***** Ausgewählter Auszug

Proteste der „Letzten Generation“: Und die Politik spielt mit

Die Innensenatorin fordert Anklagen und Strafen, überschreitet ihre Kompetenz – und löst eine Debatte aus, die den Klimaschutz in den Medien hält.

Ein Polizist versucht eine an der Straße festgeklebte Demonstrantin los zu machen

Hier ist Fingerspitzengefühl gefragt: Protest der „Letzten Generation“ in Berlin Foto: Christian Mang/reuters

Woran bemisst man den Erfolg oder Misserfolg von Protesten? Im Nachhinein ist das oft leicht: Man kann sagen, ob sie etwas bewirkt haben oder nicht, ob sie zu einer Veränderung beigetragen haben. Mit dem Einsatz gegen die Klimakrise ist es etwas komplizierter: Die Erderwärmung wird die Menschheit noch jahrzehntelang begleiten; eine aktuelle Bewertung fällt da schwer und würde wohl eher negativ ausfallen.

Es sei denn, die Politik spielt mit und reagiert darauf fast wie gewünscht, so wie derzeit in Berlin. Seit vier Wochen blockieren Ak­ti­vis­t*in­nen der „Letzten Generation“ fast täglich Zu- und Ausfahrten der Stadtautobahn. Bereits im Frühjahr hatten sie das getan, aber nach Ausbruch des Ukrainekriegs Ende Februar die Aktionen abgebrochen. Dennoch waren sie damit – im Nachhinein – erfolgreich. Denn bislang gab es keinerlei Anklagen gegen die Aktivist*innen, obwohl 73 Verfahren anhängig sind.

Das wiederum löst nun, im Sommer, eine absurde Debatte aus. Denn sowohl die Regierende Bürgermeisterin Franziska Giffey als auch Innensenatorin Iris Spranger (beide SPD) haben die Staatsanwaltschaft dafür kritisiert, dass noch keine/r der Blo­ckie­re­r*in­nen vor Gericht steht. „Ich will noch einmal festhalten, dass es gar keinen Zweifel daran gibt, dass es sich um Straftaten handelt“, erklärte Giffey; Spranger sagte, sie erwarte, dass die Justiz zu Anklagen und Verurteilungen komme. Freudestrahlend hängten sich die Polizeigewerkschaften DPolG und GdP an diese Argumentation dran.

Doch wie fast immer, wenn die Exekutive ihre Grenzen krass überschreitet, folgt eine barsche Reaktion. In diesem Fall von Generalstaatsanwältin Margarete Koppers. „Wenn man die jüngsten Erklärungen der Polizeigewerkschaften liest, fällt einem der Kitt aus der Brille“, sagte Koppers am Dienstag der taz und bescheinigte den Gewerkschaften fehlende Kenntnisse in Sachen Rechtsstaatlichkeit. In Richtung Senat erklärte sie, es sei bedauerlich, dass durch den politischen Druck Staatsanwaltschaft und Polizei „auseinanderdividiert“ würden.

**********

Aufgabe 1 - Gib alle Zeilen des folgenden Materials erneut aus und ersetze darin jedes „storm cloud“ durch „rain cloud“. Alles andere bleibt unverändert.

***** Zu bearbeitendes Material

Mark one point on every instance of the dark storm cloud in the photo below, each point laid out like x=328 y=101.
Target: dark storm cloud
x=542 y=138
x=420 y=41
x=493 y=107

**********

Aufgabe 2 - Schreibe einen Abschnitt aus dem Text über die Proteste der „Letzten Generation“ wortgetreu ab. Beginne bei den Worten „Es sei denn, die“ und höre nach „Verfahren anhängig sind.“ auf.

Ergebnis 1 -
Mark one point on every instance of the dark rain cloud in the photo below, each point laid out like x=328 y=101.
Target: dark rain cloud
x=542 y=138
x=420 y=41
x=493 y=107

Ergebnis 2 -
Es sei denn, die Politik spielt mit und reagiert darauf fast wie gewünscht, so wie derzeit in Berlin. Seit vier Wochen blockieren Ak­ti­vis­t*in­nen der „Letzten Generation“ fast täglich Zu- und Ausfahrten der Stadtautobahn. Bereits im Frühjahr hatten sie das getan, aber nach Ausbruch des Ukrainekriegs Ende Februar die Aktionen abgebrochen. Dennoch waren sie damit – im Nachhinein – erfolgreich. Denn bislang gab es keinerlei Anklagen gegen die Aktivist*innen, obwohl 73 Verfahren anhängig sind.